PROVIDED INFORMATION:
+--

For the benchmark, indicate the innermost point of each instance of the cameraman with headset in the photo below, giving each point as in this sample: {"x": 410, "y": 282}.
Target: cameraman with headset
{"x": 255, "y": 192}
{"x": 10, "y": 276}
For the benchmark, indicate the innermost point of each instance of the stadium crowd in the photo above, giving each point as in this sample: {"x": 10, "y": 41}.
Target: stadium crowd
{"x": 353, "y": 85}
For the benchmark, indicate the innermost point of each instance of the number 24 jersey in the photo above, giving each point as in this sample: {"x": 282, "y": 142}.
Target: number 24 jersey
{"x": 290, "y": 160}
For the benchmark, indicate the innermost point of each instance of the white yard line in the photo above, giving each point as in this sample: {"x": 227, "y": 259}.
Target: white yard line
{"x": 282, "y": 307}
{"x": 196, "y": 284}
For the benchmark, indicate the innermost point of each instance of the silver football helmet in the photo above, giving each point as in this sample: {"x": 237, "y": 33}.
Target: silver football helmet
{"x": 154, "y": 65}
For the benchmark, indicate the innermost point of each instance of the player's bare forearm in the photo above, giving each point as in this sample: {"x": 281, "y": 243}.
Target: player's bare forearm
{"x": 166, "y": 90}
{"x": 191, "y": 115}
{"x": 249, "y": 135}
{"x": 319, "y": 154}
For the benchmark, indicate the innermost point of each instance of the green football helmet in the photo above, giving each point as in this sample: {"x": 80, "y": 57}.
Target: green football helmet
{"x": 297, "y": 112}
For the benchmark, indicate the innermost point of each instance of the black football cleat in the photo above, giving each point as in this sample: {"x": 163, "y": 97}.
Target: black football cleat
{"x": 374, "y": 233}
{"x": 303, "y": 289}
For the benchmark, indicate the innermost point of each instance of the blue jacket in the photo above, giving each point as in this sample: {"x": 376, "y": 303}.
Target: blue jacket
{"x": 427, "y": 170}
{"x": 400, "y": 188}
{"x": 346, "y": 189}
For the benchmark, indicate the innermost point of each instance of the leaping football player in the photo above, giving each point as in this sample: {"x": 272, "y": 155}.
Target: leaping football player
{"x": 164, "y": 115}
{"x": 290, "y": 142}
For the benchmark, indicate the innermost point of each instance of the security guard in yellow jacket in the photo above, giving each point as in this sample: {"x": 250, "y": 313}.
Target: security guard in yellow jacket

+--

Print the lines of the material exactly, starting at the line containing "of the leaping" and ending at the last line of the material.

THE ANSWER:
For the benchmark, indicate the innermost point of each instance of the leaping football player in the photo above, giving each point as in this sample: {"x": 272, "y": 155}.
Target: leaping football player
{"x": 164, "y": 115}
{"x": 290, "y": 142}
For the benchmark, indicate the innermost point of each instance of the security guard in yellow jacket in the photo above, giving each point as in this sample: {"x": 250, "y": 313}.
Target: security guard in yellow jacket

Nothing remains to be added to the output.